**Extract provided**
= = = = = = =
Lou, Lou, Lou, It’s The Beginning Of A Great Adventure

Two of my best friends (Kathleen and Ellen) texted me this lyric on Sunday after hearing the news that Lou Reed had died. It was exactly the same thought in my head. Maybe we’re all hoping that he gets re-incarnated as another legendary rock and roll musician who changes the meaning of music. Lord know, we could sure use one.


“[Lou Reed] opened my eyes to the idea that being punk rock really means expressing your art your way, not putting safety pins through your leather jacket.” That was Ellen in a later text. And I couldn’t agree more.

When I was twelve years old I was really into The Rolling Stones and wore Stones T-shirts to school when all the popular kids were wearing matching preppy outfits. I had tried to fit in with that scene before, and had failed so miserably that by the time middle school came around I thought, “Fuck it, they’re gonna make fun of me either way. I might as well do what I think is cool.” For a while I thought I could hang out with the rockers. After all, they were wearing Stones shirts too. But they were also doing drugs and having sex, which was way too advanced for me. So, I survived by biding my time until the weekend when I could meet up with Kathleen, go downtown, buy records and posters, and go see The Rocky Horror Picture Show.

That spring my mom took me to NYC with my sister Val and her boyfriend Greg, who had a pierced nose and wore nail polish. While we were there he bought the Velvet Underground’s Loaded (1970) and for the first time in my life I heard the song Rock and Roll. It’s about a girl who’s got ‘nothing going on at all,’ then one day she listens to a New York station and she can’t believe what she hears. “She started dancin’ to that fine, fine music, you know her life was saved by rock and roll.”

Like many other people I’m sure, this song changed my life. It gave me permission to enjoy what was happening to me. I didn’t have to worry anymore because I had found my lifeline. Lou Reed’s voice coming through the speakers that day were speaking to me directly.

Despite all the amputation

You could dance to a rock ‘n’ roll station

It was all right

It was finally all right. After that my record buying went insane. It was the ultimate salvation from my school where I had zero friends despite being the lead in the school musical (?). It was all about the next band to discover – Patti Smith, The Stooges, The MC5, The Ramones, The Sex Pistols, The Saints, The Dickies, Motorhead – Jesus Christ, how had I not known that there was life after classic rock that didn’t involve spandex jumpsuits (not that there’s anything wrong with heavy metal)?
= = = = = = =
Entries drawn from a collection
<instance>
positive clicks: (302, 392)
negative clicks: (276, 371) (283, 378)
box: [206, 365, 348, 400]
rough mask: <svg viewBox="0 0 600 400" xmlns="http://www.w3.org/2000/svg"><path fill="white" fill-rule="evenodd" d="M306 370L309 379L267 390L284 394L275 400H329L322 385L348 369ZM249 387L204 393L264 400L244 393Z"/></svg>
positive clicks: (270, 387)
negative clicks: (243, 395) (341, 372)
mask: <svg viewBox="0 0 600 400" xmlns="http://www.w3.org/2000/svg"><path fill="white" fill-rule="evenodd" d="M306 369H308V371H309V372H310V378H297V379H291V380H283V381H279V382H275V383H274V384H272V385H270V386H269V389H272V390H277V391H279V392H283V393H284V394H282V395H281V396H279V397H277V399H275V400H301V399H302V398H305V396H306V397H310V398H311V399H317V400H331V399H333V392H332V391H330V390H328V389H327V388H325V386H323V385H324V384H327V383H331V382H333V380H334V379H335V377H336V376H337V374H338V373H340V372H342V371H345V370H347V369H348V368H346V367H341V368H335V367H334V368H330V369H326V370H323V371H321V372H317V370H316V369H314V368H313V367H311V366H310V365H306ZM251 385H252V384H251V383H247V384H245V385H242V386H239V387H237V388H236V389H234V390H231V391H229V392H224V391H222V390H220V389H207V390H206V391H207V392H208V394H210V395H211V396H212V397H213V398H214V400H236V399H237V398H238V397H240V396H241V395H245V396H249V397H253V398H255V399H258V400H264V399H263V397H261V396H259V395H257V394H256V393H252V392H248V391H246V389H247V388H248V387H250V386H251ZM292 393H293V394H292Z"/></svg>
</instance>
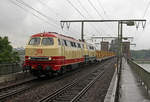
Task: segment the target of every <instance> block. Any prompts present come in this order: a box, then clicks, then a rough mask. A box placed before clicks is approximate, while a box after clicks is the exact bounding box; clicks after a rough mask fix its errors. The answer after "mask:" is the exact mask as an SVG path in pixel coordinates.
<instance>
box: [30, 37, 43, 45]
mask: <svg viewBox="0 0 150 102" xmlns="http://www.w3.org/2000/svg"><path fill="white" fill-rule="evenodd" d="M40 40H41V38H32V39H31V40H30V41H29V45H39V44H40Z"/></svg>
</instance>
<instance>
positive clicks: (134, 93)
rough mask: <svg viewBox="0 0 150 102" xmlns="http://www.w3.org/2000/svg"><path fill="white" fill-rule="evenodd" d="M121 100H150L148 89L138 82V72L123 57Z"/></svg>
mask: <svg viewBox="0 0 150 102" xmlns="http://www.w3.org/2000/svg"><path fill="white" fill-rule="evenodd" d="M120 82H121V88H120V99H119V102H150V96H148V94H147V92H146V89H145V88H144V87H143V86H142V85H141V84H140V83H139V82H138V79H137V75H136V73H135V72H134V71H133V70H132V69H131V68H130V66H129V65H128V64H127V61H126V60H125V59H123V63H122V70H121V80H120Z"/></svg>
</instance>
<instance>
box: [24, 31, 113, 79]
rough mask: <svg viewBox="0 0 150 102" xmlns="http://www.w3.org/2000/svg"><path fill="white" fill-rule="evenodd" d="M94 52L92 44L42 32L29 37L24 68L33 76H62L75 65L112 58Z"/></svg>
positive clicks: (26, 50)
mask: <svg viewBox="0 0 150 102" xmlns="http://www.w3.org/2000/svg"><path fill="white" fill-rule="evenodd" d="M113 55H114V54H113V53H111V52H102V51H96V49H95V47H94V46H93V45H92V44H89V43H86V42H81V41H79V40H76V39H75V38H73V37H69V36H65V35H62V34H58V33H56V32H44V33H39V34H34V35H32V36H31V37H30V40H29V41H28V43H27V45H26V47H25V61H24V65H23V66H24V68H25V69H28V70H30V72H31V73H32V74H33V75H34V76H38V77H40V76H41V75H46V76H51V75H52V74H53V73H58V74H63V73H65V72H66V71H67V70H70V69H71V68H72V65H75V64H78V65H80V64H84V63H91V62H96V61H97V58H101V57H106V56H113Z"/></svg>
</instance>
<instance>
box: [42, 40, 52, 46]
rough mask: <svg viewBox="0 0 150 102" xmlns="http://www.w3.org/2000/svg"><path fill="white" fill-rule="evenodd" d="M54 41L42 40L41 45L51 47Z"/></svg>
mask: <svg viewBox="0 0 150 102" xmlns="http://www.w3.org/2000/svg"><path fill="white" fill-rule="evenodd" d="M53 44H54V39H53V38H43V39H42V45H53Z"/></svg>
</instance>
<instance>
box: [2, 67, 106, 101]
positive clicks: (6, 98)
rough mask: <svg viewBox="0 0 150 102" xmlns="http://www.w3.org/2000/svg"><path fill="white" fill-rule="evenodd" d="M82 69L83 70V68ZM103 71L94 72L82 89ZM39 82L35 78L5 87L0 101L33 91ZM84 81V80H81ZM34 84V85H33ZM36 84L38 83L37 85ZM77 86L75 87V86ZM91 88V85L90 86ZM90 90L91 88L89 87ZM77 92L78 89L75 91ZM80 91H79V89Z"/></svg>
mask: <svg viewBox="0 0 150 102" xmlns="http://www.w3.org/2000/svg"><path fill="white" fill-rule="evenodd" d="M81 69H82V68H81ZM78 71H79V70H76V71H75V72H73V73H76V72H78ZM101 71H102V69H101V68H100V69H99V70H97V71H95V72H93V74H91V76H89V78H88V81H87V82H86V81H85V84H84V85H81V86H82V87H83V86H86V85H87V84H88V83H89V82H90V81H91V80H92V79H91V78H92V77H93V78H96V76H97V74H98V73H99V72H101ZM103 73H104V71H102V72H101V74H100V75H99V77H100V76H101V75H103ZM70 74H71V73H67V74H64V75H63V76H60V77H56V78H53V79H52V80H49V81H51V82H52V81H57V80H60V79H62V78H64V77H67V76H70ZM99 77H97V78H99ZM86 78H87V76H86ZM36 81H37V78H33V79H30V80H27V81H22V82H19V83H16V84H14V85H10V86H5V87H3V88H0V100H5V99H7V98H9V97H11V96H14V95H16V94H19V93H22V92H25V91H26V90H29V89H32V88H33V87H35V86H37V85H36V84H38V83H39V81H38V82H36ZM81 81H82V80H81ZM95 81H96V80H95ZM33 82H34V83H33ZM35 82H36V83H35ZM76 82H77V83H78V81H74V84H77V83H76ZM92 83H93V84H94V81H93V82H91V85H92ZM71 86H72V85H71V84H70V86H68V88H69V87H71ZM74 86H75V85H74ZM89 86H90V85H89ZM89 86H87V87H89ZM89 88H90V87H89ZM82 89H83V88H80V90H82ZM86 89H88V88H85V90H86ZM75 90H76V89H75ZM78 90H79V89H78ZM85 90H83V92H86V91H85ZM83 92H82V93H81V94H83ZM76 98H79V96H78V97H76Z"/></svg>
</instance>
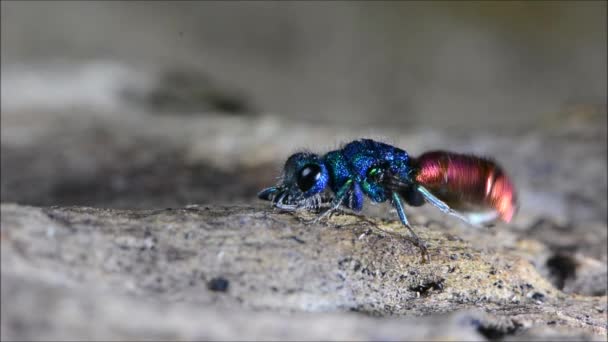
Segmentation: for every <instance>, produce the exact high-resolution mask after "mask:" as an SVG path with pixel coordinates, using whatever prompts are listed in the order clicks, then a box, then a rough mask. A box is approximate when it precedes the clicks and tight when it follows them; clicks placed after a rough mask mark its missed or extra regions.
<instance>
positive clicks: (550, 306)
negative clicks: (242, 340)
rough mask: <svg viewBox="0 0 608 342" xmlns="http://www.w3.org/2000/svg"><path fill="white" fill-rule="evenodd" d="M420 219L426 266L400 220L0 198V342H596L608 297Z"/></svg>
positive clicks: (513, 257)
mask: <svg viewBox="0 0 608 342" xmlns="http://www.w3.org/2000/svg"><path fill="white" fill-rule="evenodd" d="M418 219H420V218H418ZM425 226H428V227H426V228H427V229H420V230H419V232H420V235H421V237H422V238H423V239H425V240H427V242H428V243H429V245H430V253H431V261H430V262H429V263H422V262H421V259H420V255H419V253H418V251H417V249H416V248H415V247H414V246H412V245H411V244H410V243H409V242H408V241H407V240H405V239H404V238H403V237H402V233H403V231H402V230H401V229H400V227H399V224H398V223H397V222H394V221H382V220H379V219H369V218H362V217H358V216H354V215H348V214H342V215H338V216H335V217H333V218H332V219H330V221H329V222H327V224H325V225H309V224H303V223H301V222H300V221H299V220H298V219H297V217H295V216H293V215H290V214H284V213H275V212H272V211H270V210H267V209H260V208H251V207H238V206H237V207H189V208H185V209H163V210H139V211H127V210H109V209H95V208H86V207H64V208H58V207H50V208H49V207H46V208H34V207H25V206H18V205H10V204H4V205H2V272H3V277H2V300H3V306H2V309H3V312H2V317H3V319H2V324H3V326H2V334H3V339H29V338H33V339H37V338H40V337H42V336H41V335H39V333H42V332H44V334H45V335H44V336H45V338H57V339H61V338H119V339H128V338H141V337H146V338H162V339H182V338H186V339H191V338H194V339H247V338H248V337H251V336H256V337H257V338H262V339H283V338H285V339H302V338H306V339H325V338H330V339H382V340H385V339H390V340H393V339H437V340H442V339H446V338H451V339H462V340H471V339H473V340H483V339H484V338H492V337H504V336H509V335H513V334H517V333H520V332H521V331H527V329H528V328H531V327H535V328H538V327H544V328H545V330H546V327H548V326H550V327H552V328H555V329H558V330H560V329H561V330H562V331H567V332H568V336H572V337H575V336H579V337H581V338H584V339H591V338H594V337H596V338H597V337H598V336H605V335H606V325H605V323H606V319H605V316H606V310H607V309H608V308H607V307H606V297H605V296H597V297H584V296H578V295H567V294H564V293H562V292H561V291H559V290H557V289H555V288H554V287H553V286H552V285H551V284H550V283H549V281H548V280H547V279H544V278H543V277H541V276H540V274H539V273H538V272H537V271H536V270H535V269H534V267H533V266H532V264H531V263H530V262H529V261H528V260H526V259H525V258H523V257H522V256H521V255H518V253H517V252H515V251H512V250H509V249H507V248H497V249H496V250H494V251H488V250H487V249H486V248H481V249H478V248H475V247H474V246H473V245H472V243H471V242H466V241H464V240H462V239H460V238H457V237H456V236H454V235H452V234H451V232H449V231H447V232H446V231H444V230H442V229H441V228H445V227H438V225H437V224H434V223H429V224H426V225H425ZM484 233H485V234H488V233H487V232H484ZM520 243H522V242H520ZM353 311H354V312H359V313H365V314H367V315H366V316H361V315H355V314H353V313H347V312H353ZM456 311H458V312H459V313H453V312H456ZM304 312H309V313H310V312H313V313H317V314H314V315H313V314H305V313H304ZM339 312H344V314H341V315H340V314H338V313H339ZM449 313H452V314H449ZM430 314H433V316H432V317H428V318H426V319H423V318H409V317H408V318H390V319H383V320H379V318H373V317H368V316H380V317H389V316H391V317H392V316H397V317H401V316H428V315H430ZM283 315H286V316H287V317H289V318H284V319H285V322H282V321H283V318H281V319H279V317H283ZM79 317H86V319H78V318H79ZM130 317H134V319H130ZM279 322H282V323H279ZM331 322H335V324H331ZM334 325H335V326H343V327H344V328H342V329H332V326H334ZM436 325H440V326H441V327H442V328H441V329H435V327H436ZM407 327H409V328H410V329H407ZM535 336H537V335H536V333H533V334H532V335H530V337H532V338H533V337H535ZM538 336H541V335H538Z"/></svg>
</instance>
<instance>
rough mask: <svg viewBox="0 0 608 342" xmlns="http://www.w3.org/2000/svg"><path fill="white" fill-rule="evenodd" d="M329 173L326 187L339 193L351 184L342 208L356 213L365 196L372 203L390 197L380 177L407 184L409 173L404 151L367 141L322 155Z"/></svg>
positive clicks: (407, 163) (381, 177)
mask: <svg viewBox="0 0 608 342" xmlns="http://www.w3.org/2000/svg"><path fill="white" fill-rule="evenodd" d="M322 159H323V161H324V162H325V166H326V167H327V170H328V171H329V176H330V178H329V180H330V182H329V186H330V187H331V190H332V191H333V192H334V193H338V192H339V191H340V189H342V188H343V187H344V185H345V183H346V182H347V181H349V180H350V181H352V183H353V184H352V192H351V193H350V194H349V196H348V197H346V198H344V203H343V204H344V205H346V206H347V207H349V208H351V209H353V210H355V211H359V210H361V209H362V208H363V199H364V195H366V196H368V197H369V198H370V199H371V200H372V201H374V202H378V203H381V202H385V201H386V200H387V199H389V198H390V194H388V193H387V189H386V186H385V185H384V184H383V179H382V177H383V176H385V175H386V173H387V172H388V173H390V174H392V175H395V176H397V177H398V178H400V179H402V180H404V181H407V180H408V179H409V175H410V173H411V168H410V166H409V157H408V154H407V152H405V151H404V150H401V149H399V148H396V147H394V146H390V145H387V144H384V143H381V142H377V141H374V140H370V139H361V140H356V141H353V142H351V143H349V144H347V145H346V146H344V147H343V148H342V149H341V150H336V151H331V152H329V153H327V154H326V155H325V156H323V158H322Z"/></svg>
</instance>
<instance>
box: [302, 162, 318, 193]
mask: <svg viewBox="0 0 608 342" xmlns="http://www.w3.org/2000/svg"><path fill="white" fill-rule="evenodd" d="M319 178H321V167H320V166H319V165H316V164H308V165H305V166H304V167H303V168H302V169H301V170H300V172H299V173H298V187H299V188H300V190H302V192H306V191H308V190H310V189H311V188H312V187H313V186H314V185H315V184H316V183H317V181H318V180H319Z"/></svg>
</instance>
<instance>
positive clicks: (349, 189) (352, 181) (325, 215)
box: [310, 179, 353, 223]
mask: <svg viewBox="0 0 608 342" xmlns="http://www.w3.org/2000/svg"><path fill="white" fill-rule="evenodd" d="M352 185H353V181H352V179H349V180H347V181H346V183H344V185H342V187H341V188H340V190H338V192H337V193H336V197H334V199H333V201H331V207H330V208H329V209H327V210H325V211H324V212H322V213H321V215H319V216H317V217H316V218H315V219H313V220H312V221H310V223H318V222H319V221H321V220H322V219H323V218H324V217H326V216H327V215H329V214H331V213H332V212H334V211H335V210H336V209H338V208H339V207H340V205H341V204H342V201H344V199H345V198H346V196H347V195H348V193H349V192H350V190H351V186H352Z"/></svg>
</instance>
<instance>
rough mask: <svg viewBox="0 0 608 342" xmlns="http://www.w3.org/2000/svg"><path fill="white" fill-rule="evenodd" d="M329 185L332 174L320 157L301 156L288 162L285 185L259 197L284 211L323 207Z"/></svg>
mask: <svg viewBox="0 0 608 342" xmlns="http://www.w3.org/2000/svg"><path fill="white" fill-rule="evenodd" d="M328 183H329V173H328V172H327V167H326V166H325V163H324V162H323V160H322V159H321V158H320V157H319V156H318V155H316V154H312V153H306V152H300V153H296V154H293V155H292V156H291V157H289V159H287V161H286V162H285V166H284V168H283V177H282V180H281V182H280V183H279V184H278V185H277V186H274V187H270V188H267V189H264V190H262V191H261V192H260V193H259V194H258V197H259V198H261V199H265V200H269V201H272V202H273V203H274V204H275V206H276V207H278V208H282V209H297V208H299V207H314V206H318V205H319V204H320V203H321V198H320V194H321V193H322V192H323V191H324V190H325V189H326V188H327V185H328Z"/></svg>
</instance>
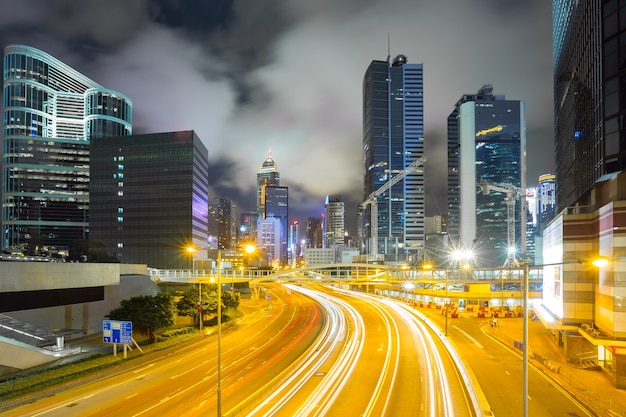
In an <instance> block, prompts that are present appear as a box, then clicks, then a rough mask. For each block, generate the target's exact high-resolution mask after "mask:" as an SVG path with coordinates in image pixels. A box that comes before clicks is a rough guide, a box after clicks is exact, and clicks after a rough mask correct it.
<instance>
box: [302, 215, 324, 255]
mask: <svg viewBox="0 0 626 417" xmlns="http://www.w3.org/2000/svg"><path fill="white" fill-rule="evenodd" d="M323 241H324V240H323V234H322V222H321V220H320V219H319V218H318V217H308V218H307V219H306V246H307V248H321V247H322V246H323Z"/></svg>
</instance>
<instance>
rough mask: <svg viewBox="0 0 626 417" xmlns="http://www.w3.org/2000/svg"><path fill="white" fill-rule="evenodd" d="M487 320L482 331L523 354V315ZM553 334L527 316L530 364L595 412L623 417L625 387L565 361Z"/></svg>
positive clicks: (595, 371)
mask: <svg viewBox="0 0 626 417" xmlns="http://www.w3.org/2000/svg"><path fill="white" fill-rule="evenodd" d="M487 323H488V322H486V325H485V326H483V327H482V329H483V331H484V332H485V333H487V334H489V335H491V336H493V337H495V338H497V339H498V340H500V342H502V343H504V344H506V345H507V346H509V347H510V348H512V349H514V350H516V351H517V352H519V353H520V355H521V354H522V349H523V343H522V341H523V333H524V329H523V326H524V324H523V319H521V318H500V319H498V323H497V325H496V327H495V328H492V327H491V326H490V325H488V324H487ZM552 338H553V336H552V335H551V333H550V331H548V330H547V329H546V328H545V327H544V326H543V324H541V322H539V321H534V320H529V322H528V340H529V343H528V347H529V350H528V358H529V365H534V366H536V367H537V368H539V369H540V370H541V371H542V372H543V373H544V374H545V375H547V376H548V377H549V378H551V379H552V380H554V381H555V382H557V383H558V384H559V385H560V386H561V387H562V388H563V389H565V390H566V391H567V392H569V393H570V395H572V396H573V397H574V398H576V399H578V400H579V401H580V402H582V403H583V404H585V405H586V406H587V407H588V408H589V409H590V410H592V411H593V412H595V413H596V414H597V415H598V416H600V417H605V416H607V417H615V416H620V417H626V390H621V389H617V388H615V387H614V386H613V384H611V382H609V380H608V379H607V378H606V377H605V376H604V375H603V374H602V373H601V372H600V371H599V370H593V369H583V368H581V367H580V366H579V364H577V363H568V362H567V361H566V360H565V357H564V356H563V355H562V354H561V352H560V351H559V350H558V348H557V346H556V343H555V342H554V341H553V340H552Z"/></svg>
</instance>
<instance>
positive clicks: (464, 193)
mask: <svg viewBox="0 0 626 417" xmlns="http://www.w3.org/2000/svg"><path fill="white" fill-rule="evenodd" d="M525 148H526V122H525V116H524V103H523V102H521V101H518V100H506V99H505V97H504V96H499V95H494V94H493V87H492V86H491V85H485V86H483V87H482V88H481V89H480V90H479V91H478V92H477V93H476V94H466V95H463V96H462V97H461V98H460V99H459V100H458V101H457V103H456V105H455V107H454V110H453V111H452V113H451V114H450V115H449V116H448V234H449V239H450V244H451V245H453V246H455V247H456V248H458V249H462V250H472V251H474V253H475V255H476V257H477V261H478V263H479V264H480V265H482V266H501V265H503V264H504V262H505V261H506V260H507V259H508V255H509V252H508V251H509V248H508V236H509V235H508V227H509V226H508V221H509V219H508V214H507V212H508V210H507V208H508V207H507V202H506V198H507V194H504V193H501V192H490V193H488V194H485V193H483V192H482V191H481V187H480V183H481V182H486V183H488V184H492V185H503V184H508V185H511V186H514V187H516V188H517V189H519V190H524V192H525V190H526V183H525V179H524V174H525V173H524V168H523V167H524V166H525V161H524V159H525V153H526V149H525ZM515 198H516V204H515V214H514V216H515V223H514V226H515V230H516V233H515V236H516V240H517V241H519V240H520V239H521V238H522V237H525V236H526V230H525V227H524V226H525V222H522V221H521V217H520V213H521V201H520V199H518V198H517V197H515ZM520 246H521V245H517V250H518V251H519V248H520Z"/></svg>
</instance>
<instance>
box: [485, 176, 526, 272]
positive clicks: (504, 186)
= = = = = = =
**Check your understanding**
1. Repeat the passage of the Lou Reed piece starting at "When I was twelve" and ending at "Horror Picture Show.".
2. Write the next part of the Lou Reed piece, continuing on from its last sentence.
The records are separate material with no connection to the Lou Reed piece.

**Your responses**
1.
When I was twelve years old I was really into The Rolling Stones and wore Stones T-shirts to school when all the popular kids were wearing matching preppy outfits. I had tried to fit in with that scene before, and had failed so miserably that by the time middle school came around I thought, “Fuck it, they’re gonna make fun of me either way. I might as well do what I think is cool.” For a while I thought I could hang out with the rockers. After all, they were wearing Stones shirts too. But they were also doing drugs and having sex, which was way too advanced for me. So, I survived by biding my time until the weekend when I could meet up with Kathleen, go downtown, buy records and posters, and go see The Rocky Horror Picture Show.

2.
One day late in eighth grade that year, I was sitting in the lobby of the school waiting for a ride, wearing black jeans and a thrift store men’s shirt badly dyed purple, with my goofy one side short, one side long haircut, and one of the rockers I had tried to become friends with earlier in the year stopped to talk to me, which never happened. She stared at me for quite a while, and for a second I thought she wanted to fight me. “So, are you punk?” she asked.

I couldn’t believe it. I thought I was basically the biggest misfit in the world who would likely never actually connect with this fantasy cool world of music that I was desperately breathing in on weekends so I wouldn’t drown in my suburban pre-teen angst. Was I punk? If I were, it was news to me. But I played it cool. “Yeah.”

When I finally met ‘my people’ a year later going to high school downtown, I was mainlining great music daily, and Lou was there every step of the way. He was with me when Ellen and I went on an ‘art’ shoplifting spree and I stole this page out of a book in a store.


He was there the year I graduated high school and began to become outraged learning about the world’s environmental disasters and the horrors of poverty and violence. New York (1989) sums up all the misery and tragedy of the modern world, but makes you feel like somehow it’s going to be okay because the songs are so good. You can take solace in the fact that someone’s writing brilliant poetry about it.

He was there with New Sensations to help me understand my parent’s divorce and what they might be feeling. He was there with Transformer to explain what was happening with the transgender people we met at our high school’s local coffee shop. He was there with Nico on Sunday Morning when I needed music to be hung over by. He was there with Songs for Drella to help us all process Andy Warhol’s death.  He made art important. He made art the only thing that mattered. He was timeless and talented. He was the ultimate cool.